── Supplied data ──
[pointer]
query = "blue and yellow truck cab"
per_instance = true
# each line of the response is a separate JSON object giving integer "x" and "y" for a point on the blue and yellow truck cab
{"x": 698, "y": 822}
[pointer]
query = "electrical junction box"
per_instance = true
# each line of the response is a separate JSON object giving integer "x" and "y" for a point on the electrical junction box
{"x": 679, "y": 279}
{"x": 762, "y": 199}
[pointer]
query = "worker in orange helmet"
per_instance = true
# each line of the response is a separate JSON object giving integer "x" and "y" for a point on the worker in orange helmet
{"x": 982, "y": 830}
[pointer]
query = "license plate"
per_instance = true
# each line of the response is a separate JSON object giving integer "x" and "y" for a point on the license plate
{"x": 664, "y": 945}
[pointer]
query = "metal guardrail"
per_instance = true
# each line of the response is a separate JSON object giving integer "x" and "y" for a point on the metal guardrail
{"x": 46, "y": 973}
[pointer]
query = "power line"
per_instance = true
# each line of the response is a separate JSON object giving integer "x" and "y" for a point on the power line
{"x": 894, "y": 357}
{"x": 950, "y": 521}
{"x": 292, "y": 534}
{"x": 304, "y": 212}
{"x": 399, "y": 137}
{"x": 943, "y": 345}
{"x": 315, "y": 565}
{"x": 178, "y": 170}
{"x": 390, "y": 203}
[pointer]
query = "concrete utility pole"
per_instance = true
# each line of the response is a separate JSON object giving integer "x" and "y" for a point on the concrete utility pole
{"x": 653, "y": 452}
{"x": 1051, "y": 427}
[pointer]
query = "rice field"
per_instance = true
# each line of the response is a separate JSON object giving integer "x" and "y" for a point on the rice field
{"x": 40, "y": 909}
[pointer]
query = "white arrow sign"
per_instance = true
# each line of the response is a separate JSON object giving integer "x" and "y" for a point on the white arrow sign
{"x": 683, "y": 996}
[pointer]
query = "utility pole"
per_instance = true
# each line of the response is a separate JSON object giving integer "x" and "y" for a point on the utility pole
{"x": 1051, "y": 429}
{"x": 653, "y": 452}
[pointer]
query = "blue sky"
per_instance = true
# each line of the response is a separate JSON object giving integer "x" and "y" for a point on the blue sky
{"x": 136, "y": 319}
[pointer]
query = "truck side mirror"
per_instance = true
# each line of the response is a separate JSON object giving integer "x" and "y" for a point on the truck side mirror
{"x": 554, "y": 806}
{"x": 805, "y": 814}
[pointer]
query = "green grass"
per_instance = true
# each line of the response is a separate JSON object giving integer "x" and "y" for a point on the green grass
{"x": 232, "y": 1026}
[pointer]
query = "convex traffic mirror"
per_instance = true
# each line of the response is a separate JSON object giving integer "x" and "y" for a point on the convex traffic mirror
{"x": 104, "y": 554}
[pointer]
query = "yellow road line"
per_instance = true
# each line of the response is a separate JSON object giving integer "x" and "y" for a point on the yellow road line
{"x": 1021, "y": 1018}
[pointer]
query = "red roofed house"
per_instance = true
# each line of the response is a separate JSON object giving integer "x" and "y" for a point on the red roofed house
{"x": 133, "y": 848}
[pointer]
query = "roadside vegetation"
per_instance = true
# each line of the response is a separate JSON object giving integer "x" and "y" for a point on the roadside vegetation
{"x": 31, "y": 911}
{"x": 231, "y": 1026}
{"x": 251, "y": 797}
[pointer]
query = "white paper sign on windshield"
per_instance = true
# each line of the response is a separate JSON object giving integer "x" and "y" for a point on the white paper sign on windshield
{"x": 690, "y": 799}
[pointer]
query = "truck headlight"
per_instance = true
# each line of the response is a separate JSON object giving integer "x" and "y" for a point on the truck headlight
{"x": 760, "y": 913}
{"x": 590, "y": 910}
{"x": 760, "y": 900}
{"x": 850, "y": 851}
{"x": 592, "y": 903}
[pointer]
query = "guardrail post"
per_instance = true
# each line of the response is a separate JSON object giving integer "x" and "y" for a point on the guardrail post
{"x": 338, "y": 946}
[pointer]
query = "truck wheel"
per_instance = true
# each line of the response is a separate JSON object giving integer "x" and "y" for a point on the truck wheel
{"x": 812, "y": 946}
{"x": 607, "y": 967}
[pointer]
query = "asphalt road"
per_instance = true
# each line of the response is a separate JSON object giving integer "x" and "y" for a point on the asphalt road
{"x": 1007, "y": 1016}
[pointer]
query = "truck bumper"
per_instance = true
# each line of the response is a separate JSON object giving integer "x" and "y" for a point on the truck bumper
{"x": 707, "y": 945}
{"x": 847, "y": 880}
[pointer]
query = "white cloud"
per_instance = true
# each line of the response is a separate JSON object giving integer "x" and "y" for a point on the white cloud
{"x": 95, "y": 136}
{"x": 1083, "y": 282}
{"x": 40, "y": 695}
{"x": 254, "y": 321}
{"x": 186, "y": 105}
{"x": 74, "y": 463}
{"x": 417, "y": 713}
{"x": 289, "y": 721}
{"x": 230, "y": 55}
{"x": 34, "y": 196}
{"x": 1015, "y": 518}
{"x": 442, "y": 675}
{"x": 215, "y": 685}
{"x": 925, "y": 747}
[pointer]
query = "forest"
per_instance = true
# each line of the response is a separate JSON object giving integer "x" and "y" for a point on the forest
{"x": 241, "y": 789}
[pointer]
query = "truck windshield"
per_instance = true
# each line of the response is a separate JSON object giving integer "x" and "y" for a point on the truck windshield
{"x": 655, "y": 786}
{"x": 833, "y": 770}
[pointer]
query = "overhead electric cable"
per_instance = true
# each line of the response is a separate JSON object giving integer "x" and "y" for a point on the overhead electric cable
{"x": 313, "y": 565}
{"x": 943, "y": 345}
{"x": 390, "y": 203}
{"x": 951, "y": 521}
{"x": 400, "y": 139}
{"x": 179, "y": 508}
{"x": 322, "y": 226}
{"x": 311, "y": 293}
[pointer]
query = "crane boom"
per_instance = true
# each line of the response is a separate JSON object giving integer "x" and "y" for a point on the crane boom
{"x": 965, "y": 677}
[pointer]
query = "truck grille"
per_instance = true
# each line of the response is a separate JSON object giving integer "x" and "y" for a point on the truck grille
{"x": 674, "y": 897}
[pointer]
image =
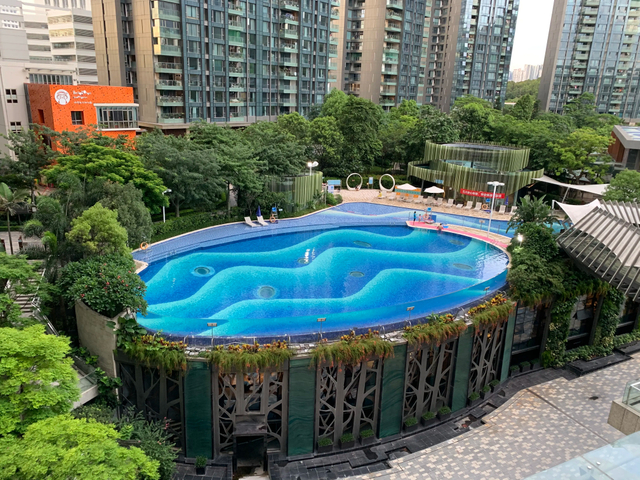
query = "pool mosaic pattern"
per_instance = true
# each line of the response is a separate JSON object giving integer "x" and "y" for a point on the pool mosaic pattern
{"x": 281, "y": 282}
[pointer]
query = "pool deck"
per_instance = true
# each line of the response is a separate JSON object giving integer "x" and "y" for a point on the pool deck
{"x": 499, "y": 241}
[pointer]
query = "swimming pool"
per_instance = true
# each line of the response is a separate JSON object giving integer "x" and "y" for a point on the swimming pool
{"x": 355, "y": 277}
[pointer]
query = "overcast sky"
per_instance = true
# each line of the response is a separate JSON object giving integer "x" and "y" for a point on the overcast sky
{"x": 532, "y": 30}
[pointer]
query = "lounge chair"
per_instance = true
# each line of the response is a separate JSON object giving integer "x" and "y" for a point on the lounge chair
{"x": 249, "y": 222}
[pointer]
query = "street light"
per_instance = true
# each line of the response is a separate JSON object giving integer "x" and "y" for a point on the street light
{"x": 495, "y": 185}
{"x": 311, "y": 165}
{"x": 164, "y": 219}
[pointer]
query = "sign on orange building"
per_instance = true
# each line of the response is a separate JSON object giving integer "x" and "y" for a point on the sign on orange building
{"x": 111, "y": 110}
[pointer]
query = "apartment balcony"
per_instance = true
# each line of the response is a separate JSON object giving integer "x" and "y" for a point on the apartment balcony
{"x": 167, "y": 67}
{"x": 237, "y": 25}
{"x": 397, "y": 4}
{"x": 235, "y": 8}
{"x": 169, "y": 101}
{"x": 170, "y": 50}
{"x": 168, "y": 85}
{"x": 289, "y": 5}
{"x": 393, "y": 15}
{"x": 165, "y": 13}
{"x": 171, "y": 118}
{"x": 289, "y": 33}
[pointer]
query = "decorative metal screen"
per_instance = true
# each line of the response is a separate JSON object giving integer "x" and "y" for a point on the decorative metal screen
{"x": 428, "y": 378}
{"x": 486, "y": 355}
{"x": 259, "y": 394}
{"x": 155, "y": 393}
{"x": 348, "y": 399}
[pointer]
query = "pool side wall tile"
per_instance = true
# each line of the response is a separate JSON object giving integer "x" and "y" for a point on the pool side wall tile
{"x": 197, "y": 408}
{"x": 302, "y": 389}
{"x": 391, "y": 402}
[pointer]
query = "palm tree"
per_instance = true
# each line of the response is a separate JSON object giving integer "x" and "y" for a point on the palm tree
{"x": 10, "y": 201}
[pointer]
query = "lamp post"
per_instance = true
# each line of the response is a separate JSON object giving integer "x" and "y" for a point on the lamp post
{"x": 164, "y": 218}
{"x": 495, "y": 185}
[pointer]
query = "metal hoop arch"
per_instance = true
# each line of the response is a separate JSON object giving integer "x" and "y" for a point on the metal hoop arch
{"x": 356, "y": 188}
{"x": 392, "y": 179}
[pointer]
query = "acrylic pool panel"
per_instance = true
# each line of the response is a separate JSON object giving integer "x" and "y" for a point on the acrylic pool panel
{"x": 354, "y": 276}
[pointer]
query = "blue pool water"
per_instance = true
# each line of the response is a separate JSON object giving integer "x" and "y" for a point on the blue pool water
{"x": 354, "y": 276}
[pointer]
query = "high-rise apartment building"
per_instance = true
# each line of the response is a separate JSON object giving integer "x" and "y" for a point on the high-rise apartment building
{"x": 470, "y": 47}
{"x": 220, "y": 61}
{"x": 593, "y": 47}
{"x": 382, "y": 55}
{"x": 43, "y": 41}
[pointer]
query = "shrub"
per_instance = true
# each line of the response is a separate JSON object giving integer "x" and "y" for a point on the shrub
{"x": 106, "y": 284}
{"x": 428, "y": 415}
{"x": 325, "y": 442}
{"x": 366, "y": 433}
{"x": 411, "y": 421}
{"x": 347, "y": 437}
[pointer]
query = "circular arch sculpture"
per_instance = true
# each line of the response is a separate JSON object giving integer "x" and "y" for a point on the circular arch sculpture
{"x": 347, "y": 182}
{"x": 392, "y": 179}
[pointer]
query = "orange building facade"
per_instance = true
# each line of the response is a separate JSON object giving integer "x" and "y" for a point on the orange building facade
{"x": 110, "y": 110}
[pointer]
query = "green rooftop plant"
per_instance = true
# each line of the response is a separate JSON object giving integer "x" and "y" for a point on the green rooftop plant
{"x": 411, "y": 421}
{"x": 352, "y": 349}
{"x": 249, "y": 357}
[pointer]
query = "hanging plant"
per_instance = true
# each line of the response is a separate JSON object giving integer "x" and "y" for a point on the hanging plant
{"x": 353, "y": 349}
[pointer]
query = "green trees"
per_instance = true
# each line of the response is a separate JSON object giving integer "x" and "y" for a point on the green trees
{"x": 98, "y": 232}
{"x": 66, "y": 448}
{"x": 624, "y": 187}
{"x": 37, "y": 380}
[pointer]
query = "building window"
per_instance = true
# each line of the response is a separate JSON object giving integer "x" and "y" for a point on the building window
{"x": 77, "y": 118}
{"x": 117, "y": 117}
{"x": 12, "y": 95}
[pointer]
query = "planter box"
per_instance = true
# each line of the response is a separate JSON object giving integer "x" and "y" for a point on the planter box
{"x": 444, "y": 417}
{"x": 349, "y": 444}
{"x": 368, "y": 440}
{"x": 428, "y": 423}
{"x": 325, "y": 449}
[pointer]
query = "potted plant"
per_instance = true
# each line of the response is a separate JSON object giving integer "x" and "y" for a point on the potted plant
{"x": 410, "y": 424}
{"x": 201, "y": 465}
{"x": 444, "y": 413}
{"x": 474, "y": 399}
{"x": 347, "y": 440}
{"x": 428, "y": 419}
{"x": 367, "y": 437}
{"x": 325, "y": 445}
{"x": 484, "y": 393}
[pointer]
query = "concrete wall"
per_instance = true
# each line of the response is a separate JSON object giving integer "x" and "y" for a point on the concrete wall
{"x": 97, "y": 337}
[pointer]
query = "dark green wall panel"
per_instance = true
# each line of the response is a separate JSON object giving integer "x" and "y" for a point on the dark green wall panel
{"x": 392, "y": 393}
{"x": 197, "y": 410}
{"x": 508, "y": 343}
{"x": 302, "y": 390}
{"x": 463, "y": 365}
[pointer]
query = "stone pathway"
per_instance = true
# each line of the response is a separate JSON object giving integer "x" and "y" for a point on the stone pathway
{"x": 538, "y": 428}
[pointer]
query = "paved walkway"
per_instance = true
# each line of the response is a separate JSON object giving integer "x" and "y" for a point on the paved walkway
{"x": 538, "y": 428}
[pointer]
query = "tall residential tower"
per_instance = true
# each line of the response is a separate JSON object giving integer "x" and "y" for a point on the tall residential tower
{"x": 593, "y": 47}
{"x": 219, "y": 61}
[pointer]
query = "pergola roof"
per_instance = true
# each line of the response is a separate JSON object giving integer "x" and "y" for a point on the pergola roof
{"x": 606, "y": 242}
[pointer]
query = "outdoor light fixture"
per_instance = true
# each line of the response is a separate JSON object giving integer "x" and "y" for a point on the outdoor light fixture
{"x": 164, "y": 218}
{"x": 495, "y": 185}
{"x": 311, "y": 165}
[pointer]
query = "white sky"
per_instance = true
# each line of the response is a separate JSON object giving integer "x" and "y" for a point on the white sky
{"x": 532, "y": 30}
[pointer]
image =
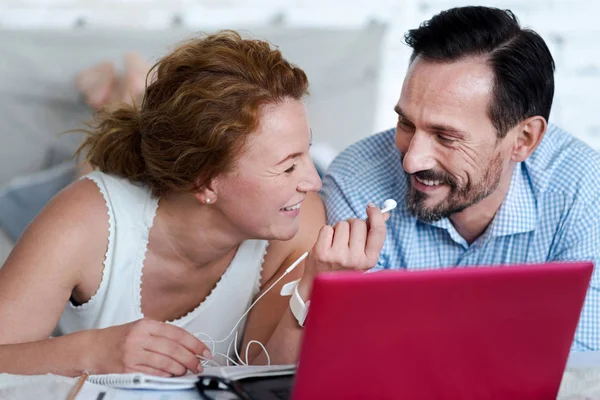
───
Pick out and copy each line in the material above that contains the string "worker". The match is case-sensitive.

query = "worker in orange helmet"
# each line of the response is a separate JSON object giving integer "x" and "y" for a point on the worker in orange helmet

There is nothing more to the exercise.